- **Aim 1**
Write out every arithmetic or assignment expression that the Bison-Flex calculator question quotes in the calculator's own input syntax.
- **Aim 2**
Pick out each line of the records that contains the string "jacket", matching case exactly.

- **Document excerpt**
╔══
Bison and flex calculator not assigning values properly

Question

I'm coding a Bison-Flex calculator following the Bison documentation example. When I try to assign a value to a variable it works properly when the value doesn't include other variables. For example, the calculator assigns to the variable a the correct value after this operation: a = 2 + 3 + 5 . However, if then I try to assign the value of a to another variable b, like b = a + 1, the calculator stores the value of a+1 in the variable a. If I try to print the name of $1 in my assignment rule in the Bison code, I get that in last example, the program is getting the variable a as $1, not b. I also tried enabling the debug option and it looks like Bison is applying the rules and the reductions properly.
╚══
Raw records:
╔══
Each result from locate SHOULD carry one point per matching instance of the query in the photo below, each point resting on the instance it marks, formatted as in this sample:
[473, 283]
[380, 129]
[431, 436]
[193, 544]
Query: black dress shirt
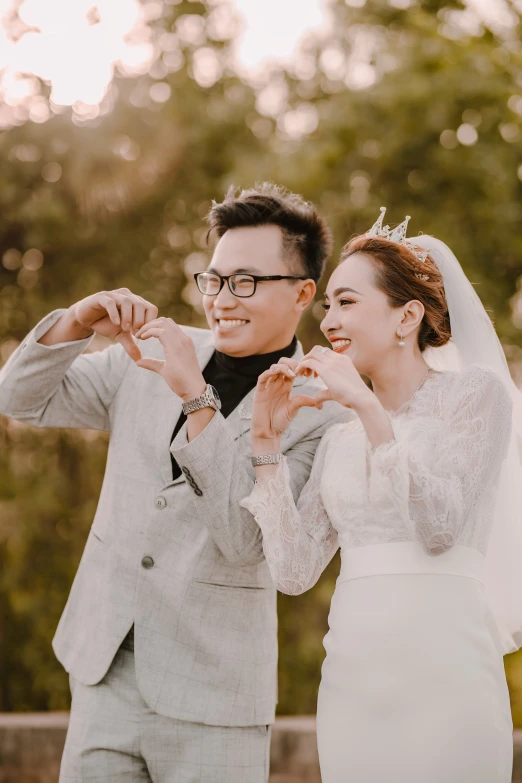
[233, 377]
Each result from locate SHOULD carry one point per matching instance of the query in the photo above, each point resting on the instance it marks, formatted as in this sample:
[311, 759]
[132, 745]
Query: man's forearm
[65, 330]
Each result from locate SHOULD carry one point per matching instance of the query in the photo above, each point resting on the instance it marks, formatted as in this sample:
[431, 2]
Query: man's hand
[116, 314]
[180, 368]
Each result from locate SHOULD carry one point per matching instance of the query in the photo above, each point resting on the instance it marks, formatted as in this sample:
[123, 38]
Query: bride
[420, 492]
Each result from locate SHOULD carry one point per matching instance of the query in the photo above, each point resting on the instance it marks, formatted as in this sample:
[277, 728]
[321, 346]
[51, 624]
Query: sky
[76, 44]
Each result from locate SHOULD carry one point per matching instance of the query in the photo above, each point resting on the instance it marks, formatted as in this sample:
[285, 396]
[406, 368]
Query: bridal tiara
[398, 235]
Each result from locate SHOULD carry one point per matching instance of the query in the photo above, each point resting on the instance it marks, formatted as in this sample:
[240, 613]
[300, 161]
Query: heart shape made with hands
[337, 371]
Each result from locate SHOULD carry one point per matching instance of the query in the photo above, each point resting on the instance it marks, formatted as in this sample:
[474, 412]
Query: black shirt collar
[256, 364]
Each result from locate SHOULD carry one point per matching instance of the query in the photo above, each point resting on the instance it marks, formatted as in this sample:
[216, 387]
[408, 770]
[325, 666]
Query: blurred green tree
[415, 105]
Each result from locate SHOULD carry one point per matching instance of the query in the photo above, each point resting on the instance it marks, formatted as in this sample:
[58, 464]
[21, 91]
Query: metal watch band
[267, 459]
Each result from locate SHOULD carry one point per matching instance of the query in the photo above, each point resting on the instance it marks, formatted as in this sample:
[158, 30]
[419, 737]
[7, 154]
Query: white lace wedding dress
[413, 687]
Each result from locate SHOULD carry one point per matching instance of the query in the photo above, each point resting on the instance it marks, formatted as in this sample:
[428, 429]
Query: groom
[169, 633]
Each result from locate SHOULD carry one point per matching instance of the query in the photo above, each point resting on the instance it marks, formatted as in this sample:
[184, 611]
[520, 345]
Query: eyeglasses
[210, 283]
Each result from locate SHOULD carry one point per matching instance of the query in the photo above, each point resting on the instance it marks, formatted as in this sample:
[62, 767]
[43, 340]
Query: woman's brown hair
[402, 277]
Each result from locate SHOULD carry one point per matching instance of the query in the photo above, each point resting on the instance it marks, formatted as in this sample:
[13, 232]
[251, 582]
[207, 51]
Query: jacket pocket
[216, 583]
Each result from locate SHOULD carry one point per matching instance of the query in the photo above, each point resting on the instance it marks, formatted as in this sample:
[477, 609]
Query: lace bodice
[436, 482]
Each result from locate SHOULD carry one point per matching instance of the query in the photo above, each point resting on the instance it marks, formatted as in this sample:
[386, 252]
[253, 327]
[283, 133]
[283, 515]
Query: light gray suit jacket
[181, 560]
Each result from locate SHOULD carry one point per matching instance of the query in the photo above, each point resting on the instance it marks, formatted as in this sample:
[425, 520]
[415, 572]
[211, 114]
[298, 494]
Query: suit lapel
[168, 412]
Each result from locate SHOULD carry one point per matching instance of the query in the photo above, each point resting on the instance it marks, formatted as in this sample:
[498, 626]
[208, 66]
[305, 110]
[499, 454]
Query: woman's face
[359, 321]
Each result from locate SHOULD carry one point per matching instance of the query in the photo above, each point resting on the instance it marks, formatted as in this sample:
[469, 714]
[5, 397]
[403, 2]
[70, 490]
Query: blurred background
[120, 121]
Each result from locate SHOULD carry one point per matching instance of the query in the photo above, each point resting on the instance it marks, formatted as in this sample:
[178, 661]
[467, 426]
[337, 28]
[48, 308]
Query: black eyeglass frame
[255, 278]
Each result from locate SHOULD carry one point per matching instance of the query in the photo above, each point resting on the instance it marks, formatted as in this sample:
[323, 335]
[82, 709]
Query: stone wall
[31, 746]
╚══
- **Full answer 1**
a = 2 + 3 + 5
b = a + 1
a+1

- **Full answer 2**
Query: jacket pocket
Query: light gray suit jacket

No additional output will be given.